> Exercise
What you return should be only the lines in the entries below between the one holding "Task: Where can the garden" and the one holding "Target: garden bed", ends included, with every picture left out.

> Entries shown
________________________________________

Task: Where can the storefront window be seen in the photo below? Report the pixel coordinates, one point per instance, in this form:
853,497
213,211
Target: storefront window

________________________________________

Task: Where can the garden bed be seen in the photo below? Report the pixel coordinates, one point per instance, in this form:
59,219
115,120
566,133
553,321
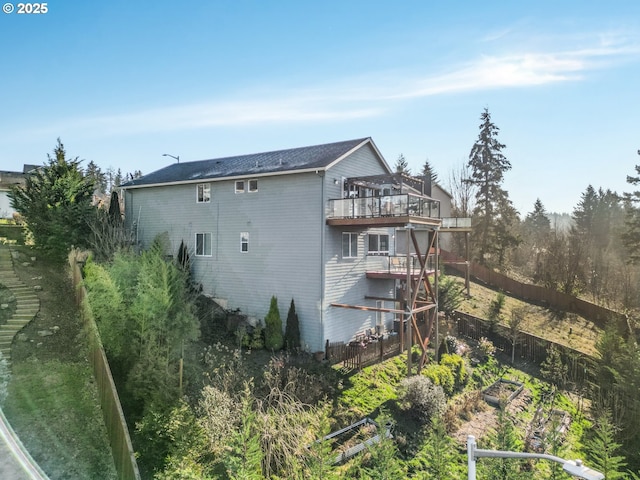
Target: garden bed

________________________________________

> The completed task
Task: Where can the garden bed be seen in the photo below? Report the pixel coordinates, one point per instance, in this form:
59,219
115,120
566,133
553,321
Target: garden bed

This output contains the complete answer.